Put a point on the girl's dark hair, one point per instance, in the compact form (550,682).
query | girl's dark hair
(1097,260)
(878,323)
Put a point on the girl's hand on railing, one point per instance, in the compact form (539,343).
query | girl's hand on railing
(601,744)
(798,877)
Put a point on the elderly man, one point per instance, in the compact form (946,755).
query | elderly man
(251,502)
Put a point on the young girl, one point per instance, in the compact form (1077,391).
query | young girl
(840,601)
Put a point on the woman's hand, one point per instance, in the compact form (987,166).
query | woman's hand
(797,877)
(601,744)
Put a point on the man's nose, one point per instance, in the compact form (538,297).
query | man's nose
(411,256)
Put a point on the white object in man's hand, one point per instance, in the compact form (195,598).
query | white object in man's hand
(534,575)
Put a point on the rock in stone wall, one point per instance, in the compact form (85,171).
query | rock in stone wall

################

**Try it**
Check each line of the records above, and copy those that hold the word "stone".

**Solution**
Put a point on the rock in stone wall, one point per instance, in the compact form (85,171).
query | rock in stone wall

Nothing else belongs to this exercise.